| Page text |
......

Simulation & testing

The browser simulator lets you have a real-time voice conversation with an agent without using a phone number or spending a full call credit. It is the fastest way to iterate on prompts and voices.

Starting a simulation

1Open any agent from Agents and click Test callin the top-right. Your browser will ask for microphone permission — allow it.

2The call connects in 1–2 seconds. Speak naturally; the agent hears you the moment you stop talking. Use the Mute button to pause without hanging up.

3Click End to terminate the call. Within a few seconds the transcript, audio recording and cost line item appear in Calls.

What to test

  • Happy path— the flow you designed the agent for, end to end.
  • Interruptions— cut the agent off mid-sentence and make sure it recovers.
  • Silence— say nothing for 10 seconds. The agent should prompt you, not hang up.
  • Off-topic— ask something unrelated. Does the agent refuse gracefully or hallucinate?
  • Tool failures— force a tool error (invalid input) and confirm the agent apologises instead of looping.

Reading the transcript

Transcripts are colour-coded: the agent in one tone, the caller in another. Each turn is timestamped. Hover a line to see the latency for that response — anything over ~1 second is worth investigating.

Pro tip: run the same scripted scenario against two agent versions side-by-side before promoting a new prompt to production.

Simulation vs real calls

Simulation calls use the same LLM, TTS and STT pipeline as phone calls, so results transfer. The one thing you cannottest in the browser is your upstream provider’s audio quality — cell networks, VoIP codecs and background noise are only exercised once you connect a phone number.

......

| Dataset content |
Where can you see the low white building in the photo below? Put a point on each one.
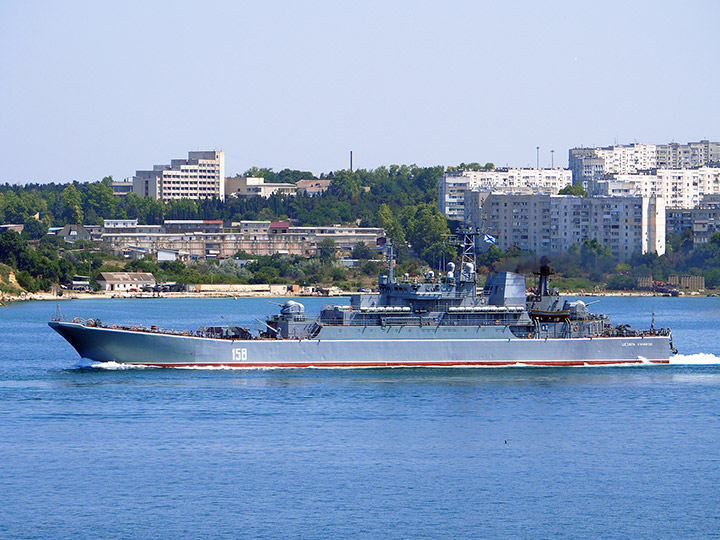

......

| Exercise |
Name every scenario the simulation and testing guide recommends testing under its "What to test" heading. The listing isn't needed for what follows.

| Response area |
Happy path, Interruptions, Silence, Off-topic, Tool failures